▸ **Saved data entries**
* * * *

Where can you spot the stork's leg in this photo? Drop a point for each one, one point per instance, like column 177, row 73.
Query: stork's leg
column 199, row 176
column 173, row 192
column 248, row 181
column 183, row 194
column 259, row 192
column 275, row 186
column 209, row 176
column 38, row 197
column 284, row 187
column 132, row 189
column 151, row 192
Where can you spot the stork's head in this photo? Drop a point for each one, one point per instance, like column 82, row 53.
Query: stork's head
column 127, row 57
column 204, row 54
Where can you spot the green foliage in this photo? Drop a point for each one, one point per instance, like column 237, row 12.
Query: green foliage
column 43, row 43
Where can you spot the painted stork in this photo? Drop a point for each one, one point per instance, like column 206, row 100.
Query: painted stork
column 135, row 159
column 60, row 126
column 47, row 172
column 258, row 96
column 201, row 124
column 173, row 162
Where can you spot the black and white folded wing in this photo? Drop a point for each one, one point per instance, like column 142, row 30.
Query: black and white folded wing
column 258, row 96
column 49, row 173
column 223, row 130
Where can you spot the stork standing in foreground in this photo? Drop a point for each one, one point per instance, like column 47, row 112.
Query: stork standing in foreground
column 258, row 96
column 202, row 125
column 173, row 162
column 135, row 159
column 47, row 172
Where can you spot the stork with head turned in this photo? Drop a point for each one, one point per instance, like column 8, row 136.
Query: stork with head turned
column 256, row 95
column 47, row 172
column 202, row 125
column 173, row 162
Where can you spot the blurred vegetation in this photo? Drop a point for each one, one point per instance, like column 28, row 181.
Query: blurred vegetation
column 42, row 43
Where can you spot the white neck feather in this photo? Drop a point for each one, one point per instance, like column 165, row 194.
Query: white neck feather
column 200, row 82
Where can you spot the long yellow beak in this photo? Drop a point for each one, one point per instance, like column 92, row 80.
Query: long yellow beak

* * * *

Reproduce all records exactly, without omissions.

Where can you spot the stork's leg in this photo? Drop a point for each one, one point per instance, like column 177, row 73.
Query: stork's leg
column 199, row 176
column 173, row 192
column 248, row 181
column 183, row 194
column 259, row 192
column 275, row 186
column 209, row 176
column 38, row 197
column 284, row 187
column 132, row 189
column 151, row 192
Where can you spot the stork's head in this photo? Drop a point for each one, one point per instance, like column 82, row 53.
Query: stork's head
column 127, row 57
column 204, row 54
Where can you spot the green foliage in this photo? Drop a point for each one, one point per instance, like column 237, row 12.
Query: green foliage
column 43, row 43
Where can you spot the painted stork in this photo? Drop a point for each one, one point per instance, like column 206, row 100.
Query: painted stork
column 135, row 159
column 60, row 126
column 47, row 172
column 258, row 96
column 201, row 124
column 173, row 162
Where can you spot the black and white folded wing in this photo? Drop a point for each one, one point per instance, like column 142, row 30.
Query: black and white folded wing
column 258, row 96
column 49, row 173
column 223, row 130
Where can you spot the stork standing in foreground in this photo? Drop a point for each one, one point per instance, like column 47, row 112.
Query: stork standing in foreground
column 258, row 96
column 202, row 125
column 173, row 162
column 135, row 159
column 47, row 172
Where can you spot the stork with head turned in this photo? Drop a point for each one, one point per instance, like column 8, row 136.
Query: stork with head turned
column 256, row 95
column 47, row 172
column 202, row 125
column 173, row 162
Where can you spot the blurred vegetation in this photo? Drop a point for each one, one point per instance, like column 28, row 181.
Query: blurred vegetation
column 42, row 43
Where can you spot the white neck feather in this photo? Drop a point for each one, one point per instance, like column 165, row 194.
Query: white neck feather
column 200, row 82
Where can you spot the long yellow beak in this photo? Drop a point for each one, one point per instance, like column 92, row 80.
Query: long yellow beak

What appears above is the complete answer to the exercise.